Work to complete — Everything in the records below should be printed exactly, except the pictures.

Provided entries —
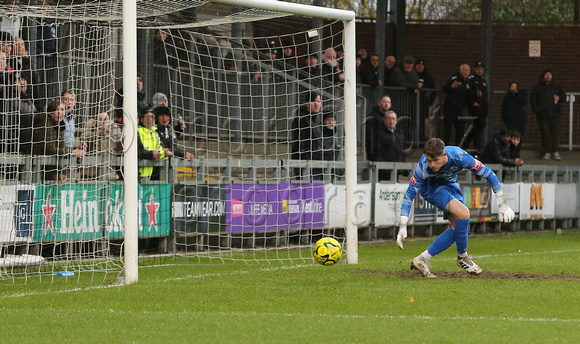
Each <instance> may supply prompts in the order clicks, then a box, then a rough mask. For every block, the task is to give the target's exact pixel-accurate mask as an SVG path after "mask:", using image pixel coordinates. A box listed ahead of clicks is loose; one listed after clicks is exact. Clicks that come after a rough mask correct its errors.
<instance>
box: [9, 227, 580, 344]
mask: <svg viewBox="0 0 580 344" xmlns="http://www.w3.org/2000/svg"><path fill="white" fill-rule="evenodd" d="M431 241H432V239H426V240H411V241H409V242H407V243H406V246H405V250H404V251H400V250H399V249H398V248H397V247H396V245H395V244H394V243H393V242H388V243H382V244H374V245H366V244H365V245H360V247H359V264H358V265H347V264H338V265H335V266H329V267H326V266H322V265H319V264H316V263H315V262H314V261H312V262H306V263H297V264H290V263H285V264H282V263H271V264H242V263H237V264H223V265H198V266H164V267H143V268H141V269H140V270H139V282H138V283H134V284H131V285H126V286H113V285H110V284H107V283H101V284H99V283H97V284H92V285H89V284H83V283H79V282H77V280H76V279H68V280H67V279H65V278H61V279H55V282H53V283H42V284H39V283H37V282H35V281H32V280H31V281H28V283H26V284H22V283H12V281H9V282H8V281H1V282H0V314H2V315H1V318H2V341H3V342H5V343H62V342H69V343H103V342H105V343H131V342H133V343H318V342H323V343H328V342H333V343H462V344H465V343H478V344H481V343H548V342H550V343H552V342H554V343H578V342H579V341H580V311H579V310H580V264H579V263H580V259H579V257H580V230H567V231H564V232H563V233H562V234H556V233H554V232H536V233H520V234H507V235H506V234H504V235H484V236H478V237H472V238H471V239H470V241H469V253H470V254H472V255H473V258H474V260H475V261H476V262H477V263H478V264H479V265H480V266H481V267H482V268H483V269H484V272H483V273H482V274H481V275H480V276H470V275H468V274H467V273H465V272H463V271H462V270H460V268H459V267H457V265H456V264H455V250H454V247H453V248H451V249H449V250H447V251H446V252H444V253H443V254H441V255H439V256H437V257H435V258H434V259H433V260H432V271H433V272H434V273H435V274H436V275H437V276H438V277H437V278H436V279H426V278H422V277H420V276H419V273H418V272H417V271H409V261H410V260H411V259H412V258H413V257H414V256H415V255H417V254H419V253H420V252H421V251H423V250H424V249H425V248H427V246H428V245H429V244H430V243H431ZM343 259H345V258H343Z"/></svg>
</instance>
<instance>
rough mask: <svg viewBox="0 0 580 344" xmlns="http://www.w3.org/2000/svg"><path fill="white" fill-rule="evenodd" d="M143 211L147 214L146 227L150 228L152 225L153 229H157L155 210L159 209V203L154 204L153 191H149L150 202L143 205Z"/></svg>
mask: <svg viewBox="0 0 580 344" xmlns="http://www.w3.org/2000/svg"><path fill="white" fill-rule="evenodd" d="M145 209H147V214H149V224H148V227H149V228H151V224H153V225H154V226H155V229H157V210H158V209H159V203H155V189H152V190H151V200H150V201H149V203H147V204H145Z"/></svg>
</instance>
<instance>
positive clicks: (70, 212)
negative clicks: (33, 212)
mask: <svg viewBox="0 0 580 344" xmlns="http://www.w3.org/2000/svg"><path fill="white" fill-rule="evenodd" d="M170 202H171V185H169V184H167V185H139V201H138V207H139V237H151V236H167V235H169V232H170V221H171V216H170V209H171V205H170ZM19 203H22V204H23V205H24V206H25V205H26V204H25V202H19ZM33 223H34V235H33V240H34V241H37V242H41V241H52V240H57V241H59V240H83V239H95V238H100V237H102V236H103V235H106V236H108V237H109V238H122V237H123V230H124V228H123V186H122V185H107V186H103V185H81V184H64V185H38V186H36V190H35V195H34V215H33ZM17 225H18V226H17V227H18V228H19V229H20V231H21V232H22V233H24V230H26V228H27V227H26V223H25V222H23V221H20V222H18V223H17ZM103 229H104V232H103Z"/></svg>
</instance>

Result of this exercise —
Each <instance> may supply prompts in the order clicks, then a box, then a rough mask. For every block, the task is to give the target's exact pixel-accurate mask as an SVG path after "mask:", using image pixel coordinates. A box listed ahead of clicks is loose; one listed after clicks is exact. Clicks that come after a rough mask correct its errors.
<instance>
box: [9, 227, 580, 344]
mask: <svg viewBox="0 0 580 344" xmlns="http://www.w3.org/2000/svg"><path fill="white" fill-rule="evenodd" d="M431 241H432V239H426V240H411V241H409V242H407V243H406V246H405V250H404V251H400V250H399V249H398V248H397V247H396V245H395V244H394V243H393V242H388V243H382V244H374V245H366V244H365V245H360V247H359V264H358V265H347V264H338V265H335V266H329V267H326V266H322V265H319V264H316V263H315V262H314V261H312V262H306V263H297V264H290V263H285V264H282V263H271V264H242V263H237V264H223V265H198V266H164V267H143V268H141V269H140V270H139V282H138V283H134V284H131V285H126V286H113V285H110V284H107V283H101V284H99V283H97V284H92V285H89V284H83V283H79V282H77V280H76V279H68V280H67V279H65V278H61V279H55V282H53V283H42V284H39V283H37V282H35V281H32V280H31V281H28V283H26V284H22V283H12V281H9V282H8V281H1V282H0V314H2V315H1V318H2V341H3V342H5V343H62V342H69V343H103V342H105V343H131V342H133V343H318V342H323V343H328V342H333V343H462V344H465V343H478V344H481V343H548V342H550V343H552V342H554V343H578V342H579V341H580V311H579V310H580V264H579V263H580V259H579V257H580V230H567V231H564V232H563V233H562V234H556V233H554V232H536V233H520V234H507V235H506V234H504V235H484V236H478V237H472V238H471V239H470V241H469V253H470V254H472V255H473V258H474V260H475V261H476V262H477V263H478V264H479V265H480V266H481V267H482V268H483V269H484V272H483V273H482V274H481V275H480V276H470V275H468V274H467V273H465V272H463V271H462V270H460V268H459V267H457V265H456V264H455V250H454V247H453V248H451V249H449V250H447V251H446V252H444V253H443V254H441V255H439V256H437V257H435V258H434V259H433V260H432V271H433V272H434V273H435V274H436V275H437V276H438V277H437V278H436V279H426V278H422V277H420V276H419V273H418V272H417V271H409V261H410V260H411V259H412V258H413V257H414V256H415V255H417V254H419V253H420V252H421V251H423V250H424V249H425V248H427V246H428V245H429V244H430V243H431ZM343 259H345V258H343Z"/></svg>
</instance>
<instance>
rough mask: <svg viewBox="0 0 580 344" xmlns="http://www.w3.org/2000/svg"><path fill="white" fill-rule="evenodd" d="M143 211L147 214L146 227L150 228L152 225L153 229H157L155 210L159 209V203L154 204L153 191H149L150 202L143 205Z"/></svg>
mask: <svg viewBox="0 0 580 344" xmlns="http://www.w3.org/2000/svg"><path fill="white" fill-rule="evenodd" d="M145 209H147V214H149V224H148V227H149V228H151V224H153V225H154V226H155V229H157V210H158V209H159V203H155V189H152V190H151V200H150V201H149V203H147V204H145Z"/></svg>
</instance>
<instance>
positive clicks: (70, 212)
negative clicks: (33, 212)
mask: <svg viewBox="0 0 580 344" xmlns="http://www.w3.org/2000/svg"><path fill="white" fill-rule="evenodd" d="M170 202H171V185H169V184H167V185H139V201H138V207H139V237H151V236H167V235H169V232H170V221H171V216H170V209H171V205H170ZM19 203H22V204H23V205H24V206H25V205H26V204H25V202H19ZM33 223H34V235H33V240H34V241H37V242H41V241H52V240H57V241H59V240H83V239H95V238H100V237H102V236H103V235H106V236H108V237H109V238H122V237H123V230H124V228H123V186H122V185H107V186H103V185H81V184H64V185H38V186H36V190H35V195H34V215H33ZM17 225H18V226H17V227H18V228H19V229H20V231H21V232H22V233H24V230H26V228H27V227H26V223H25V222H23V221H20V222H18V223H17ZM103 229H104V232H103Z"/></svg>
</instance>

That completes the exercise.